▸ **WHAT THE EXERCISE ASKS**: Reproduce the items starting at their first line and ending at the line that contains "point(182, 357)", requests included, adding -98 to every coordinate in the answers but leaving the requests and their format samples unchanged. Leave out the pictures.

-*-*-

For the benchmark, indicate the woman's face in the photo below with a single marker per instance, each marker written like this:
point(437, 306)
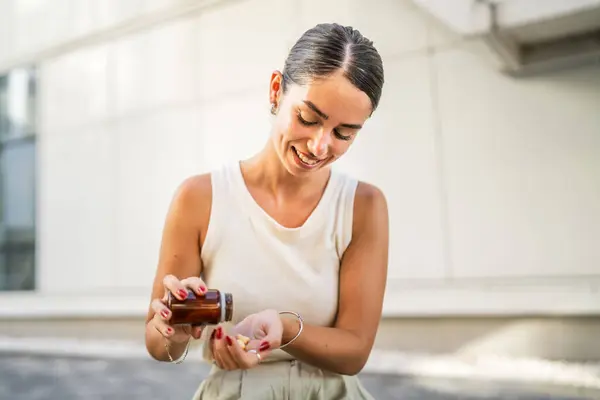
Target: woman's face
point(316, 124)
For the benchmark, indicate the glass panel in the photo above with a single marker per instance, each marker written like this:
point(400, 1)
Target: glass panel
point(17, 104)
point(17, 181)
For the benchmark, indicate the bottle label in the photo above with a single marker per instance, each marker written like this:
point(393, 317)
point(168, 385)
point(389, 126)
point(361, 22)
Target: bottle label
point(223, 306)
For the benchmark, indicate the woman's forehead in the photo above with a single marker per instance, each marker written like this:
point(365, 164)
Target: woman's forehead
point(334, 96)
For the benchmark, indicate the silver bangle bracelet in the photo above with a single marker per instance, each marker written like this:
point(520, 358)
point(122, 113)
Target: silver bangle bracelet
point(300, 320)
point(182, 357)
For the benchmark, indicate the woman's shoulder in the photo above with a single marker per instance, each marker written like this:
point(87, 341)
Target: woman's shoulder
point(370, 205)
point(193, 196)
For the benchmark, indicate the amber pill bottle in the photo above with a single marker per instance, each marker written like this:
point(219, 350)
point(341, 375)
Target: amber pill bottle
point(211, 308)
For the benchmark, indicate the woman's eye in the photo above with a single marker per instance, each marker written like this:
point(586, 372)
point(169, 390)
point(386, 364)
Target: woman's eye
point(305, 122)
point(340, 136)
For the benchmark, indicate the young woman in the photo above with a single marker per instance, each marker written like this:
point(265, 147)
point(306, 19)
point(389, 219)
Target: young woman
point(302, 248)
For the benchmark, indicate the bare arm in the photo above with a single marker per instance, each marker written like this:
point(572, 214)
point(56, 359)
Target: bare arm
point(345, 347)
point(179, 259)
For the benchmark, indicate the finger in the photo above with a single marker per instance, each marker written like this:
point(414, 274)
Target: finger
point(243, 359)
point(220, 349)
point(197, 331)
point(196, 284)
point(161, 309)
point(273, 336)
point(162, 327)
point(174, 285)
point(261, 345)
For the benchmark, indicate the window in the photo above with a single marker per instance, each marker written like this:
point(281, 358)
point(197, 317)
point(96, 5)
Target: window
point(17, 179)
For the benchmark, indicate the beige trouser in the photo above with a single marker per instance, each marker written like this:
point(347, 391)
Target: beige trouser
point(280, 380)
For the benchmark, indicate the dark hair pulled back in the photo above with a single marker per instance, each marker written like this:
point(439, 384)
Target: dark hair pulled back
point(326, 48)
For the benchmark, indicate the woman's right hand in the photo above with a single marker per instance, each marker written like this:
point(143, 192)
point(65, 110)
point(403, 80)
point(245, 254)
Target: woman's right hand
point(162, 314)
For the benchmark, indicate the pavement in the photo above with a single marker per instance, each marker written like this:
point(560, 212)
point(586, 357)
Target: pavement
point(51, 377)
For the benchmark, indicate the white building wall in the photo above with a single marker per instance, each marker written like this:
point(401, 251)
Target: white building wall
point(493, 182)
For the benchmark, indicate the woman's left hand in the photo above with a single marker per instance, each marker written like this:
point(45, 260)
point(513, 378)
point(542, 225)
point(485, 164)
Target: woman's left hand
point(264, 330)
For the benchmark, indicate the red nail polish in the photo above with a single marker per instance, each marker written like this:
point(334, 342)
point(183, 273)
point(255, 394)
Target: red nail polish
point(264, 346)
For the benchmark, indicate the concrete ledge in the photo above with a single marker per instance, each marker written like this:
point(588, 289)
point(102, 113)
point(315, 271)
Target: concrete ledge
point(404, 298)
point(494, 368)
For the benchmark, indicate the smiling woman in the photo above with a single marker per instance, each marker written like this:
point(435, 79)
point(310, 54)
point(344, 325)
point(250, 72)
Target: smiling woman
point(302, 248)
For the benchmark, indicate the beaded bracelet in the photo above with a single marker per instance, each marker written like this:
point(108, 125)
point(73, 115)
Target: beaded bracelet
point(300, 320)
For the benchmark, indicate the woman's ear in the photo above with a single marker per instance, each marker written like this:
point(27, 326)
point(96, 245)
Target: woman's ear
point(275, 88)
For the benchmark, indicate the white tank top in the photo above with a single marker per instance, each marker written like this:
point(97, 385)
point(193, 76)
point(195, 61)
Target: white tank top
point(266, 265)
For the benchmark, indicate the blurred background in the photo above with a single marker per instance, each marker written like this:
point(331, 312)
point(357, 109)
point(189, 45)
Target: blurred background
point(486, 143)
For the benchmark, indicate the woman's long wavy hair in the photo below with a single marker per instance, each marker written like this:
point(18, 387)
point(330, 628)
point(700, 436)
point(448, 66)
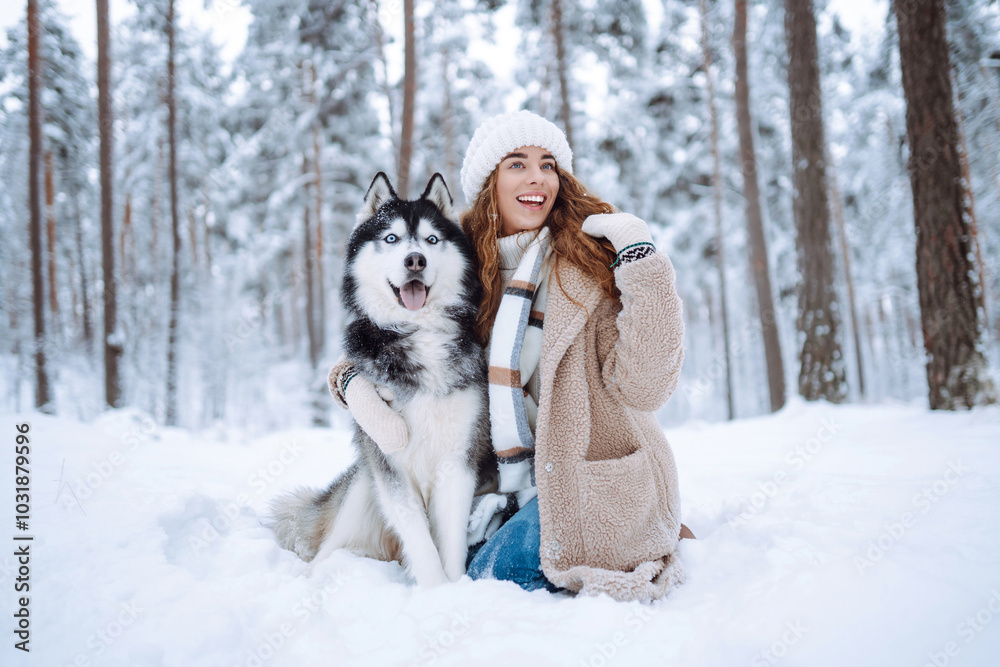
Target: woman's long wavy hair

-*-*-

▸ **TASK OUTPUT**:
For the benchmark, indicate the woman's face in the photo below with a single marker per instance, each marker written like this:
point(437, 306)
Target: woman's face
point(218, 26)
For the benchmark, indicate the glass panel in the photo above with a single marker per instance, each marker written like this:
point(400, 1)
Target: glass panel
point(-81, 6)
point(-81, 83)
For the benchmark, indicate the bottle label in the photo above with a single marker per instance, each marker written like this:
point(393, 317)
point(168, 385)
point(389, 126)
point(361, 22)
Target: bottle label
point(125, 208)
For the benchmark, indicate the woman's forehead in the photo above with a single marker per instance, each marker written like this:
point(365, 164)
Target: woman's forehead
point(236, -2)
For the benchmark, indicate the silver bangle bracelet in the photo above with a single marker per instance, each marker written like this:
point(520, 358)
point(122, 113)
Target: silver bangle bracelet
point(202, 222)
point(84, 259)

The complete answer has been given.